* **Excerpted records**:
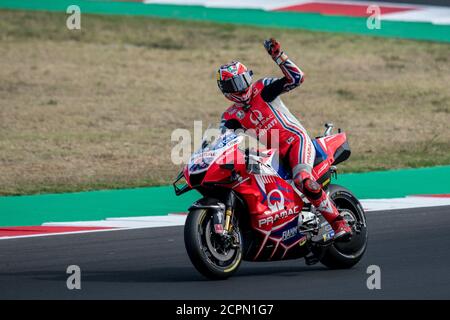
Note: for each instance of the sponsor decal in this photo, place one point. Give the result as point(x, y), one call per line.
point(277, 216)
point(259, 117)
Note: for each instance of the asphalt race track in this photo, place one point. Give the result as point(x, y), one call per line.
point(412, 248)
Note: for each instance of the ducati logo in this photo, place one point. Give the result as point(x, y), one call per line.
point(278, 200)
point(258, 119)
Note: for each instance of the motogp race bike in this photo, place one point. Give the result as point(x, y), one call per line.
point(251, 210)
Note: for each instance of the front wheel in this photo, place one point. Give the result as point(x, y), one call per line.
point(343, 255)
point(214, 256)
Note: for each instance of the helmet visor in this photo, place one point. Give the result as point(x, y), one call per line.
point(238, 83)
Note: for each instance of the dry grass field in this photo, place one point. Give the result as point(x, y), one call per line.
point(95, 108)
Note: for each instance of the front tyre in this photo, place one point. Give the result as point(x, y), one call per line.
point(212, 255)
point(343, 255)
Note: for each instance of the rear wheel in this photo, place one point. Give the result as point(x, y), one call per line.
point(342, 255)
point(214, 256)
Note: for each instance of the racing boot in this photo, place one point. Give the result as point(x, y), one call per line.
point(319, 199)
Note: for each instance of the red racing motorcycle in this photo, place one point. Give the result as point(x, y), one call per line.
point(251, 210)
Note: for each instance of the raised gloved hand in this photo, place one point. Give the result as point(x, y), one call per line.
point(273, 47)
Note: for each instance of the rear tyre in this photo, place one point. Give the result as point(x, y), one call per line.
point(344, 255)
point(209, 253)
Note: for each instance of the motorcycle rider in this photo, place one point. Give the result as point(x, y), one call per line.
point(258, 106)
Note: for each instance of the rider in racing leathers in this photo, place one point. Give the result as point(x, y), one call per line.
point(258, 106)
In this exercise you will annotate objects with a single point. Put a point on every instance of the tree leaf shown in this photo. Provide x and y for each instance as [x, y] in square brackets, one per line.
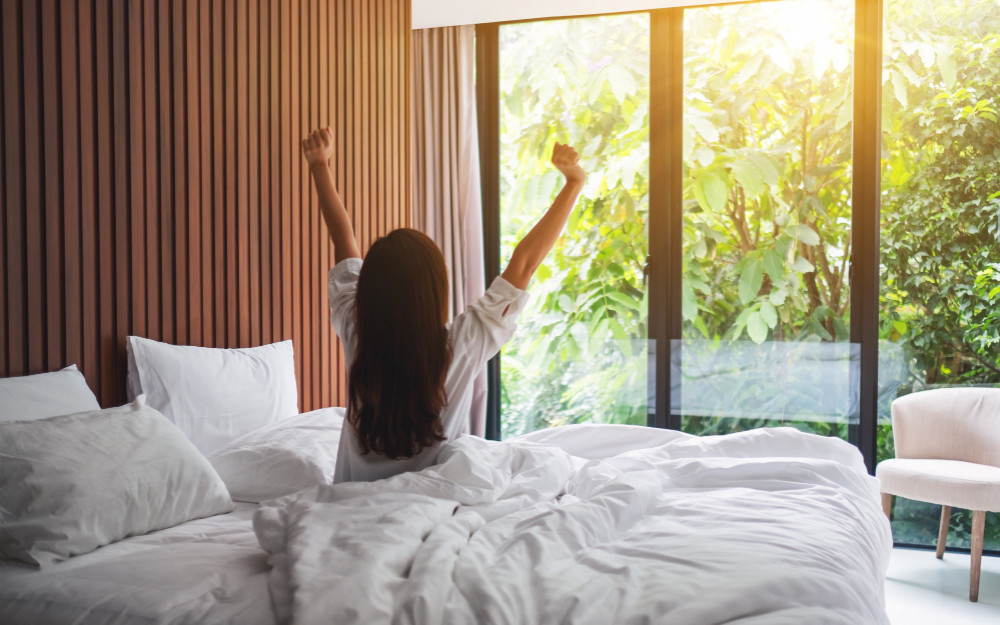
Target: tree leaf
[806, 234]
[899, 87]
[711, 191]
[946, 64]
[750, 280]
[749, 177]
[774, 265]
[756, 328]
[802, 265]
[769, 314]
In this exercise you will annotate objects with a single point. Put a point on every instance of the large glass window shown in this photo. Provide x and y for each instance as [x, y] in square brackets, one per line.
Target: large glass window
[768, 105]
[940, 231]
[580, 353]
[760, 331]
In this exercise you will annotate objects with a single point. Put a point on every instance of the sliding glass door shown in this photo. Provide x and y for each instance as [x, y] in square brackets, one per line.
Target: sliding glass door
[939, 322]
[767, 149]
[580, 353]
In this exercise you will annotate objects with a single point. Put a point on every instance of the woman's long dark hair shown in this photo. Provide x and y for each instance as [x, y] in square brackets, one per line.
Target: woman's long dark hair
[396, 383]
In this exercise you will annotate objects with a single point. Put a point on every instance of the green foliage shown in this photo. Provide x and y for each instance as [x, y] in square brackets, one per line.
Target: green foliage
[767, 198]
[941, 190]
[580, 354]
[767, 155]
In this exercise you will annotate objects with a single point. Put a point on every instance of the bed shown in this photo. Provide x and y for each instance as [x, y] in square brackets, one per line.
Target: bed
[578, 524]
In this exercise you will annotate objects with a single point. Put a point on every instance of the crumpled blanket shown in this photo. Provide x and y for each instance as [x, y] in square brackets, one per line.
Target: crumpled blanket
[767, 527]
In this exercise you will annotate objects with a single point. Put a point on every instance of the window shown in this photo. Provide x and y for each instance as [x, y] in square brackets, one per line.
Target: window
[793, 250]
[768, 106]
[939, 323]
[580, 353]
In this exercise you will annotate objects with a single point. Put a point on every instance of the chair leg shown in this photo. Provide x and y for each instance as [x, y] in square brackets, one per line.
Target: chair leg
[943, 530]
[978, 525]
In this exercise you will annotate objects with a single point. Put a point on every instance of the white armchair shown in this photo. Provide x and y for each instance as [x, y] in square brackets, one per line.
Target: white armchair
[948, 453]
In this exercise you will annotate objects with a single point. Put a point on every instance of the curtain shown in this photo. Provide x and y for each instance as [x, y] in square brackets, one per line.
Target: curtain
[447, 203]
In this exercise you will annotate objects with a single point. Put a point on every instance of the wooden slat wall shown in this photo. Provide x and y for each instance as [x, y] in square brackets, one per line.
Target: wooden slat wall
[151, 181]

* **Required task**:
Update every entry above by replacing "photo" with "image" wherever it appears, keeping everything else the same. Leave out the pictures.

* **Complete output**:
Note: for each instance of the sponsor decal in this image, place one point. Give the result as point(x, y), one call per line.
point(277, 216)
point(259, 117)
Note: for each instance of the asphalt race track in this image, place one point. Give the result as point(x, y), one call per line.
point(412, 248)
Note: for each instance of the ducati logo in this image, place one point. Give the result as point(x, y), one call per line.
point(278, 200)
point(258, 119)
Note: for each instance of the motogp race bike in this image, place one point. Give the result as point(x, y), one call per line.
point(251, 210)
Note: for each instance of the front wheel in this image, place one point. Give the result as point(x, y), one call per line.
point(343, 255)
point(214, 256)
Note: for each instance of the helmet visor in this image, place one point. Give the result as point(x, y), one call per line.
point(238, 83)
Note: for each instance of the dry grass field in this image, place one point. Give the result as point(x, y), one call per line.
point(95, 108)
Note: for each instance of the front tyre in this image, place one point. Give the result as point(x, y), one call per line.
point(212, 255)
point(343, 255)
Note: for each instance of the rear wheel in this image, place one point. Give the result as point(x, y), one call per line.
point(342, 255)
point(214, 256)
Note: for each instance of the racing boot in this image, place one point. Give the result as point(x, y), one call per line.
point(319, 199)
Note: for each instance of the red racing motorcycle in this image, place one point. Give the result as point(x, y), one call per line.
point(251, 210)
Note: for each instance of the raised gloved hand in this image, place one point. Give the result as point(x, y), one call per line.
point(273, 47)
Note: for each instance of the rear tyre in this image, place one point. Give the result as point(x, y), one call per line.
point(344, 255)
point(209, 253)
Note: for each instance of the motorcycle rider in this image, place one point. Give the result as point(x, y), one call per line.
point(258, 106)
Note: for each instance of the rider in racing leathers in this image, place one point. Give the result as point(x, y), one call per line.
point(258, 106)
In this exercise you will annotate objects with a single point. Put a point on every instance of the tree leaf shown in this image. Provide x and y for each instance as [x, y] in square brackets, one per line.
Target: tree leaf
[806, 234]
[899, 87]
[711, 191]
[946, 64]
[750, 280]
[749, 177]
[774, 265]
[756, 328]
[802, 265]
[769, 314]
In this exercise you will annotate objects with a single point. Put a point on every instance of the large glass window shown in this image. Provide x and y for each instance as [x, y] in square brackets, one per line.
Target: large glass window
[768, 105]
[940, 231]
[580, 353]
[760, 331]
In this exercise you will annotate objects with a single point. Put a point on every instance of the sliding glass door shown in this image. Provide x and y for each instance as [x, y] in square brackets, one per line.
Target: sliding glass door
[939, 322]
[767, 149]
[580, 353]
In this exercise you will annotate objects with a single point. Put a point on every instance of the woman's long dark hair shown in this image. Provide x and y for each instance as [x, y] in square brackets, one per line.
Target: woman's long dark hair
[396, 383]
In this exercise you will annotate objects with a single point. Put a point on every instance of the green foliage shown in this image. Provide x and y for each instance as [x, y] in square brackets, one per line.
Target: green foliage
[767, 198]
[941, 190]
[580, 354]
[767, 155]
In this exercise you will annotate objects with a single point. Put a point on every instance of the bed shown in this image. Provide x and y for each instance as [x, y] in square brackets, one per line.
Target: bed
[578, 524]
In this exercise you will annotate objects with a single point. Put a point on every instance of the crumpled blanket shown in this image. Provide x and y for each instance as [x, y] in square brackets, one per line.
Target: crumpled blanket
[767, 527]
In this exercise you will annotate objects with a single point. Put a point on every instance of the window shown in this image. Provide x and y for each instance as [x, y] in square brackets, one per line.
Target: window
[793, 250]
[768, 106]
[939, 323]
[580, 353]
In this exercise you will annotate objects with a single point. Put a point on every instance of the chair leg shown in this image. Provide x and y for each instance as [x, y] in square brackets, one per line.
Target: chair leg
[943, 530]
[978, 525]
In this exercise you will annotate objects with a single point. Put a point on every instance of the white armchair shown in this image. Provide x and y for each instance as [x, y] in square brackets, one per line.
Target: white armchair
[948, 453]
In this exercise you will annotate objects with a single point. Put a point on every instance of the curtain shown in this image. Provide x and y for each instance as [x, y] in square brackets, one per line.
Target: curtain
[447, 203]
In this exercise you will annotate objects with a single point. Put a point on every instance of the wooden slat wall shown in this image. Provide x and y for each instance as [x, y] in square brackets, one per line.
Target: wooden slat wall
[151, 181]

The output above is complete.